AIM:
Reproduce the lines between the one containing "Exercise. Mark every instance of the damaged" and the one containing "pixel 364 268", inclusive, with "rear door" renamed to "back door" and nothing else altered.

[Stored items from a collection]
^^^^

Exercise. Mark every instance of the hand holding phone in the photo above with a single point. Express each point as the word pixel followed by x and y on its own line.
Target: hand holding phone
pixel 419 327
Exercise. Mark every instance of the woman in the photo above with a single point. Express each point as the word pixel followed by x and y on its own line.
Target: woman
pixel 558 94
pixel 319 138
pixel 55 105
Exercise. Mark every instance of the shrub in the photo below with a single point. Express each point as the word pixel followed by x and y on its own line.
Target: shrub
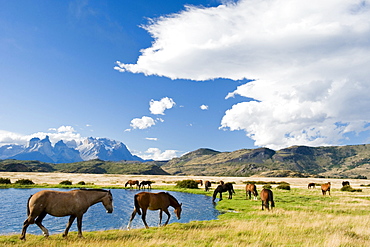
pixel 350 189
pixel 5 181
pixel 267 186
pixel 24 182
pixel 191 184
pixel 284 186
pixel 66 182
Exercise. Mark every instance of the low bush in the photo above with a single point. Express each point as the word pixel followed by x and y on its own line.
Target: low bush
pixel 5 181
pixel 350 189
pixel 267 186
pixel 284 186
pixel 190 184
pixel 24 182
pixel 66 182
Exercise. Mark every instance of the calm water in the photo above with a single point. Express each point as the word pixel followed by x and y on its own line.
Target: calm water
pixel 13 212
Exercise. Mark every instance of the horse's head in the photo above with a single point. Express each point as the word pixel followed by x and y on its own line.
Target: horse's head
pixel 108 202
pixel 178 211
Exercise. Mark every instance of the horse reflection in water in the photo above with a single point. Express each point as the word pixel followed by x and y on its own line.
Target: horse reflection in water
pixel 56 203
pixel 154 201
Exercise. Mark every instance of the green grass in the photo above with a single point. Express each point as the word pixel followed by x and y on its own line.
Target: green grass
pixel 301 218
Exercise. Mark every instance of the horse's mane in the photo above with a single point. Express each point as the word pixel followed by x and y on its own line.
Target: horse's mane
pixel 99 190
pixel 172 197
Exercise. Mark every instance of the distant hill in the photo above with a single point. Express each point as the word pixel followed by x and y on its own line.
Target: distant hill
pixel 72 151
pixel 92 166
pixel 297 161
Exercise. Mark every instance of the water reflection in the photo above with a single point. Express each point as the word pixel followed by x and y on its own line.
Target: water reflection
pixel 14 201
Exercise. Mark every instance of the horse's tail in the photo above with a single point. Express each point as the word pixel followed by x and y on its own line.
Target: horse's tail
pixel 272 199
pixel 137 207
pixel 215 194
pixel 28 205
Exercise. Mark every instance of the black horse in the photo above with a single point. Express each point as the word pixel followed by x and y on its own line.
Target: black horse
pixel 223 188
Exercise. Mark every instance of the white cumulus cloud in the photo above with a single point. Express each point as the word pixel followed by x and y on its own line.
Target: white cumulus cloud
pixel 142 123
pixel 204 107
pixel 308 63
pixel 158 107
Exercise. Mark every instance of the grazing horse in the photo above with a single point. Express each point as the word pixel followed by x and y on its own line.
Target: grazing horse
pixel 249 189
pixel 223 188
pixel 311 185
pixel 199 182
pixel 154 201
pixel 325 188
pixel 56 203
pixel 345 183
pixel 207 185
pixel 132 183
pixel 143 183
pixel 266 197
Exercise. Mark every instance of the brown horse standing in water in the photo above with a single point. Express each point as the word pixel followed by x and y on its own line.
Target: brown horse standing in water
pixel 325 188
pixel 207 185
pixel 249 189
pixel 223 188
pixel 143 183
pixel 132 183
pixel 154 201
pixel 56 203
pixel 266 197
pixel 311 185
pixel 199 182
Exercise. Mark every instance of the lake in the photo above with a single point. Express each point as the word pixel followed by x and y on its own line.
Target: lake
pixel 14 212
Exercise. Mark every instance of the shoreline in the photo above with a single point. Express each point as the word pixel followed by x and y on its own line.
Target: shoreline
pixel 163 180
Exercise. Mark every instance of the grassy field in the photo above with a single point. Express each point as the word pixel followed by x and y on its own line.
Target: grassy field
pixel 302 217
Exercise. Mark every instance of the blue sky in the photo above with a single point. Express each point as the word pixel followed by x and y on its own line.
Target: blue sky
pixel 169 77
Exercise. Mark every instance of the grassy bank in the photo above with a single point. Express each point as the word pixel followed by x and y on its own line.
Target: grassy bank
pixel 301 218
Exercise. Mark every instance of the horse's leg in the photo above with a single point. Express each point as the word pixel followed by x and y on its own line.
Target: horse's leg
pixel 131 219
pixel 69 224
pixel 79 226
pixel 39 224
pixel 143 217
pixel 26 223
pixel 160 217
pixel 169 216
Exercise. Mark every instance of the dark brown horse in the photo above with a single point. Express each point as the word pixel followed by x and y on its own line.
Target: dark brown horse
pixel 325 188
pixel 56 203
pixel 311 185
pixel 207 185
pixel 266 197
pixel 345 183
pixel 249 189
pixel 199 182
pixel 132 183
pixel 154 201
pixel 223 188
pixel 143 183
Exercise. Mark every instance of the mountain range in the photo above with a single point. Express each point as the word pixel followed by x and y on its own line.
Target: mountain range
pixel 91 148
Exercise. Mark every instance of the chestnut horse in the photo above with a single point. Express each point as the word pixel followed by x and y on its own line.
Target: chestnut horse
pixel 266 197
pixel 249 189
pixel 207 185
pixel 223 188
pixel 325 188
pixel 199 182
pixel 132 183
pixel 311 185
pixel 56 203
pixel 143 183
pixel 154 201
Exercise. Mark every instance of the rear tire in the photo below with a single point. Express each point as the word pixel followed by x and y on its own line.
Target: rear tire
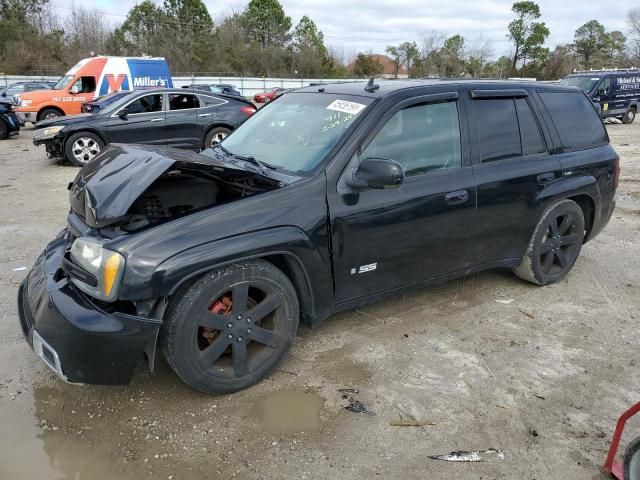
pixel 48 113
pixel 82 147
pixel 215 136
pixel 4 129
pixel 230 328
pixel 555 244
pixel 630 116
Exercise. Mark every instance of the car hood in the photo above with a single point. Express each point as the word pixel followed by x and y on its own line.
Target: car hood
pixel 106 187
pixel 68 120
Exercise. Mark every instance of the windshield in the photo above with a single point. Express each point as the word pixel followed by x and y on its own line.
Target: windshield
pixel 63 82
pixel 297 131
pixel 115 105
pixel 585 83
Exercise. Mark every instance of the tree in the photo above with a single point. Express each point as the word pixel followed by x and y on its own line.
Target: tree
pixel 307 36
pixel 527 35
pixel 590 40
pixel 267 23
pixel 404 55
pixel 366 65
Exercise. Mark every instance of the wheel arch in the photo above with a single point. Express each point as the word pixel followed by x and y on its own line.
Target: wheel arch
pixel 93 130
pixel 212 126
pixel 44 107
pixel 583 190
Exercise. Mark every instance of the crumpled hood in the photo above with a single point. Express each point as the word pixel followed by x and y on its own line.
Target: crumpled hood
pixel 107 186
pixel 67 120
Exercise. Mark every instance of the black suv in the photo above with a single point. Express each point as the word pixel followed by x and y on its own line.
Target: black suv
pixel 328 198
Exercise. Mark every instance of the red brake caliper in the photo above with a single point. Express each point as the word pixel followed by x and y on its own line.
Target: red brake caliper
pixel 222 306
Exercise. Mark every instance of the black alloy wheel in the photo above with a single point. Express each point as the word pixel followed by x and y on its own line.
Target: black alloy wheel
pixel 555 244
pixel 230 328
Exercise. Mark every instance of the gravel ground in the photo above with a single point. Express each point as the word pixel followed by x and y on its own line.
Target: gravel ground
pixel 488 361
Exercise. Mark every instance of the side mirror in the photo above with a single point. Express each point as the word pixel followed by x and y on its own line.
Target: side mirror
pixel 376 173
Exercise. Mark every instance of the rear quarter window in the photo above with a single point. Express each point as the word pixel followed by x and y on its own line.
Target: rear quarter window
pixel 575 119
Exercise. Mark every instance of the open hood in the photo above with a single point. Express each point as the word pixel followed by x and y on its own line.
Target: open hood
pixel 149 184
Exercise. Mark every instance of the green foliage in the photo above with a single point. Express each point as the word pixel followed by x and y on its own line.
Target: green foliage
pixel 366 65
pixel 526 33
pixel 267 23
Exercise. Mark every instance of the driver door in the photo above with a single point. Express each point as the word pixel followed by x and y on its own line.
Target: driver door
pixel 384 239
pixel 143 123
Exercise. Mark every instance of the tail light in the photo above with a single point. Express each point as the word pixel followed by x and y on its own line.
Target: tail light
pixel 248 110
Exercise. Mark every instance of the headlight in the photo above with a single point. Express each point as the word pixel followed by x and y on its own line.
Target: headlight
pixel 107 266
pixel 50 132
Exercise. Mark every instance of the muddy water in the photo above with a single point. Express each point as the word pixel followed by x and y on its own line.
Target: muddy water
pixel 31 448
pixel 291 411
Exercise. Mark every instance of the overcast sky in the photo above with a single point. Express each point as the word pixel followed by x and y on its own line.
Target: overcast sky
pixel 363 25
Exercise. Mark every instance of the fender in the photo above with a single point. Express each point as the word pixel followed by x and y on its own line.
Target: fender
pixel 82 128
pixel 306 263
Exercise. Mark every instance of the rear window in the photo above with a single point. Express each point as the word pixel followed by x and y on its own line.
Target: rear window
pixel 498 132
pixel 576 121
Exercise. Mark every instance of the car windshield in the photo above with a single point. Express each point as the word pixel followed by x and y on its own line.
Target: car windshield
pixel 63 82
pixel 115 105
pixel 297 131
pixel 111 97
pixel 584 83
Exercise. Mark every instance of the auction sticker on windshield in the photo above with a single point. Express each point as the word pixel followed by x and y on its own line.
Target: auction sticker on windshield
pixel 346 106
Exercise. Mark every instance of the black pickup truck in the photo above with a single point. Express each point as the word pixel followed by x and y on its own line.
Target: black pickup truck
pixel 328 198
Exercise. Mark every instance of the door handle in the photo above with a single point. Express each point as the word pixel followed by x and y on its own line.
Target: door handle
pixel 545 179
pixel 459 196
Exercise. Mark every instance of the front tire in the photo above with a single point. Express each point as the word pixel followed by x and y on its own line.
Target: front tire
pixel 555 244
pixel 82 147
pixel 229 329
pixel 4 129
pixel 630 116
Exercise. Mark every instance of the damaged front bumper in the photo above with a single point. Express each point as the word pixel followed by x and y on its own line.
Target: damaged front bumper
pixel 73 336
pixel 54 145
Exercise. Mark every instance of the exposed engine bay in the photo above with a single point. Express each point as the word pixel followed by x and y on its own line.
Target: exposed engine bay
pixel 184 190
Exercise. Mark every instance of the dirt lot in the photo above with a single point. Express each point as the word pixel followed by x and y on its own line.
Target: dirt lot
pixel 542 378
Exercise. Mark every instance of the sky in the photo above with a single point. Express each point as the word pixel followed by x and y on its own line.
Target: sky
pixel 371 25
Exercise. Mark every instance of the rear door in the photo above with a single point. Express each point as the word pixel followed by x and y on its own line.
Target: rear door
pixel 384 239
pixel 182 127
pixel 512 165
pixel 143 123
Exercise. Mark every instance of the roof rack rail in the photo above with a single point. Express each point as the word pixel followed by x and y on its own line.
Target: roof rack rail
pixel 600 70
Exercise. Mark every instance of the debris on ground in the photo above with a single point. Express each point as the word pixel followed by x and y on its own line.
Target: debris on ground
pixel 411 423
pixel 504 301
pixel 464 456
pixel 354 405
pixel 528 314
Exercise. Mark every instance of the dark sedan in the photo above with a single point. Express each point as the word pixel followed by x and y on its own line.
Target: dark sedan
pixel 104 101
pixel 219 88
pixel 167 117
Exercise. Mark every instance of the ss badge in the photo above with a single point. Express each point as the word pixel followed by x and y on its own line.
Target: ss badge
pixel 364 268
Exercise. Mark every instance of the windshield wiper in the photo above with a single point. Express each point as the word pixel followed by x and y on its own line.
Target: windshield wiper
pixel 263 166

^^^^

RESPONSE FOR THIS EXERCISE:
Exercise. Mark every instance of the damaged front bumper in the photo above with a single point. Express each point as the word pixel followed by x and y on its own line.
Target: damaged front bumper
pixel 73 336
pixel 54 145
Exercise. Mark every instance of the exposed engine bay in the photo above with a single point. Express each point as the word pixel followed by x and y on its own line.
Target: exposed engine bay
pixel 184 190
Exercise. Mark every instance of the dirt lot in the photo above with a single point. Express each point as the word pixel followed by x and y on its own line.
Target: dirt lot
pixel 542 378
Exercise. Mark every instance of the sky in the photo above with a single point. Express each point as the word pixel followed by x and y on its own line.
Target: sky
pixel 371 25
Exercise. Mark every instance of the back door in the photo above with a single point. Express each point as the word pixel followed by x and y on its own line.
Target: back door
pixel 384 239
pixel 182 127
pixel 512 165
pixel 143 123
Exercise. Mark every instance of the roof rack rail in the photo above with a single point. Express each point as the word pixel followed by x and y on its own line.
Target: roof rack rail
pixel 600 70
Exercise. Mark every instance of the debris on ground in the photo above with a single point. Express each point as the word pixel followed by x and y on its own line.
Target: debris on ground
pixel 411 423
pixel 504 301
pixel 464 456
pixel 354 405
pixel 528 314
Exercise. Mark every instance of the dark sedan in the photo above with a single point. Express each point as the word pixel followed by x and y on its own line.
Target: dark sedan
pixel 104 101
pixel 219 88
pixel 167 117
Exercise. Mark every instance of the ss badge in the photo above with a single point. Express each point as the word pixel followed by x and y on its own line.
Target: ss badge
pixel 364 268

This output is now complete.